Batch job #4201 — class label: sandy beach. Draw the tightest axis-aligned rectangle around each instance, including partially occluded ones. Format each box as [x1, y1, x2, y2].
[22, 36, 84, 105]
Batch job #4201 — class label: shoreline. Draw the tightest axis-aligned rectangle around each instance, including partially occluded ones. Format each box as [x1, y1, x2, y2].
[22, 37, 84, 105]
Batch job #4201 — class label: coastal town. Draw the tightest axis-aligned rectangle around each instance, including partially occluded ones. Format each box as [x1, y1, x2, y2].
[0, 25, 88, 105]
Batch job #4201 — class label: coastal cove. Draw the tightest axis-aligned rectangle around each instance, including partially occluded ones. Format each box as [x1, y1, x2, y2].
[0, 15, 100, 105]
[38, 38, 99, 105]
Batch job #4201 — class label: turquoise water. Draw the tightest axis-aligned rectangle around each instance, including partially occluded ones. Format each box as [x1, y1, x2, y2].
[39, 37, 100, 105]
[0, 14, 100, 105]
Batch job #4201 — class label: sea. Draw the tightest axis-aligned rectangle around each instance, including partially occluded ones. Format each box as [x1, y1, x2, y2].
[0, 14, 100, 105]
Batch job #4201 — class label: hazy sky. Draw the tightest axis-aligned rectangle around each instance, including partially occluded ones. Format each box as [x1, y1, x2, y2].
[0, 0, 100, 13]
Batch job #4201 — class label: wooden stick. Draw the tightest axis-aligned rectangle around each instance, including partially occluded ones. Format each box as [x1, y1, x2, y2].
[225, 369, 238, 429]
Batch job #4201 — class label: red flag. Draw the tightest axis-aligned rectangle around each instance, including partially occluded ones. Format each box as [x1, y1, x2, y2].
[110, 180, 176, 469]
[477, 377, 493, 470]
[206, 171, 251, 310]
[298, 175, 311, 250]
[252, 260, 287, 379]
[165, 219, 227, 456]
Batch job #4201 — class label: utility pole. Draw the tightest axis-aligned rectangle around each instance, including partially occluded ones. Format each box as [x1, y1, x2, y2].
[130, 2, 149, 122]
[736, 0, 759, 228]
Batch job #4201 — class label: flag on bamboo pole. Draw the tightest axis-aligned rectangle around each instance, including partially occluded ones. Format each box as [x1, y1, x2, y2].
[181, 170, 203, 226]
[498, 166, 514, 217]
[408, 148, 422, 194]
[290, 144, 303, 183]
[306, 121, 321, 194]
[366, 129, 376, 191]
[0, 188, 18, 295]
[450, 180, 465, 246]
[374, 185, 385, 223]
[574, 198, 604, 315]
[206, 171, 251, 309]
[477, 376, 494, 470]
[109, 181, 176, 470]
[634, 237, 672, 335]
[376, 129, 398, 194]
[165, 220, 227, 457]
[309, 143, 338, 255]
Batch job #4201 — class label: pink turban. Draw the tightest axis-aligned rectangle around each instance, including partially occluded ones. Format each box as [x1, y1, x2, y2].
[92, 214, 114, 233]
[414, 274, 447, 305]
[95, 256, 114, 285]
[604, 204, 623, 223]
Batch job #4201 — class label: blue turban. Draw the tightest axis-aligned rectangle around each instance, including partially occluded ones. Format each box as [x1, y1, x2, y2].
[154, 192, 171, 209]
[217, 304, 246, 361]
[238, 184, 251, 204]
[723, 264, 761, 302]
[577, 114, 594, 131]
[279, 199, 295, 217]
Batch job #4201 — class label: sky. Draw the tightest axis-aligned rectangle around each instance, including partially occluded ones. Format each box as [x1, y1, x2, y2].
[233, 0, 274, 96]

Task requirements:
Give every row above as a numbered list, leaving out any blank lines.

Complete response:
1. Batch job #4201 — class label: sandy beach. Draw the tightest axis-aligned rectangle around each instance, including partially occluded ones. Format each box as [x1, y1, x2, y2].
2. [22, 36, 84, 105]
3. Batch job #4201 — class label: shoreline. Draw the tightest axis-aligned rectangle around each instance, including partially occluded ones. Format each box as [x1, y1, x2, y2].
4. [22, 37, 84, 105]
5. Batch job #4201 — class label: coastal town. Draw the tightest axis-aligned rectangle around each instance, including partially occluded ones. Format each box as [x1, y1, x2, y2].
6. [0, 25, 88, 105]
7. Batch job #4201 — class label: coastal cove. Draw the tightest axis-aligned rectangle around each instance, including partially occluded ones. Format each box as [x1, y1, x2, y2].
8. [0, 15, 100, 105]
9. [38, 38, 99, 105]
10. Batch job #4201 — class label: turquoise water. Draw the tightest axis-aligned rectangle around each instance, including partially occluded ones. Format each box as [x1, y1, x2, y2].
11. [39, 37, 100, 105]
12. [0, 14, 100, 105]
13. Batch job #4201 — class label: sea. Draw the tightest axis-aligned rectangle around each instance, including partially occluded ones. Format each box as [x1, y1, x2, y2].
14. [0, 14, 100, 105]
15. Batch job #4201 — class label: hazy sky. Draw the tightest axis-aligned rectangle around each instance, including partially occluded ones. Format each box as [x1, y1, x2, y2].
16. [0, 0, 100, 13]
17. Batch job #4201 — class label: wooden stick. Draw the tightest axis-aligned rectangle around each instance, including partially occluded ones. Format each box as [x1, y1, x2, y2].
18. [225, 369, 238, 429]
19. Batch job #4201 — class label: red flag. Draw the tightest axis-aligned rectangle around each instance, including partially occluded ones. Format each box as [x1, y1, x2, y2].
20. [110, 180, 176, 469]
21. [477, 377, 493, 470]
22. [206, 171, 251, 310]
23. [298, 175, 311, 250]
24. [252, 260, 287, 379]
25. [165, 219, 227, 456]
26. Batch job #4201 — class label: utility pole. Draw the tightest axis-aligned rectangle around each instance, including partially occluded ones. Format each box as [x1, y1, x2, y2].
27. [130, 2, 149, 122]
28. [736, 0, 759, 228]
29. Batch job #4201 — class label: flag on bamboo pole. Draw the tightest axis-aligned rectangle around each instance, including partially occluded ones. Format each box as [x1, y1, x2, y2].
30. [181, 170, 203, 226]
31. [498, 166, 514, 217]
32. [408, 148, 422, 194]
33. [290, 144, 303, 183]
34. [306, 121, 321, 194]
35. [366, 129, 376, 191]
36. [0, 188, 18, 295]
37. [450, 180, 465, 246]
38. [374, 185, 385, 223]
39. [574, 198, 604, 315]
40. [206, 171, 251, 309]
41. [477, 376, 494, 470]
42. [109, 181, 176, 470]
43. [634, 237, 672, 335]
44. [376, 129, 398, 194]
45. [165, 220, 227, 457]
46. [309, 143, 338, 255]
47. Batch job #4201 — class label: pink turban. Draw the tightest axis-aligned rectangle around each instance, including partially occluded ones. Format each box as [x1, y1, x2, y2].
48. [92, 214, 114, 233]
49. [414, 274, 447, 305]
50. [95, 256, 114, 285]
51. [604, 204, 623, 223]
52. Batch job #4201 — class label: blue turban. Draw the tightest axis-aligned rectangle around each instance, including partially occluded ones. Format each box as [x1, y1, x2, y2].
53. [154, 192, 171, 209]
54. [217, 304, 246, 361]
55. [238, 184, 251, 204]
56. [723, 264, 761, 302]
57. [577, 114, 594, 131]
58. [279, 199, 295, 217]
59. Batch job #4201 — class label: sky. Draw the tightest axis-aligned rectangle around each instance, including partially occluded ones. Format each box as [x1, y1, x2, y2].
60. [233, 0, 274, 96]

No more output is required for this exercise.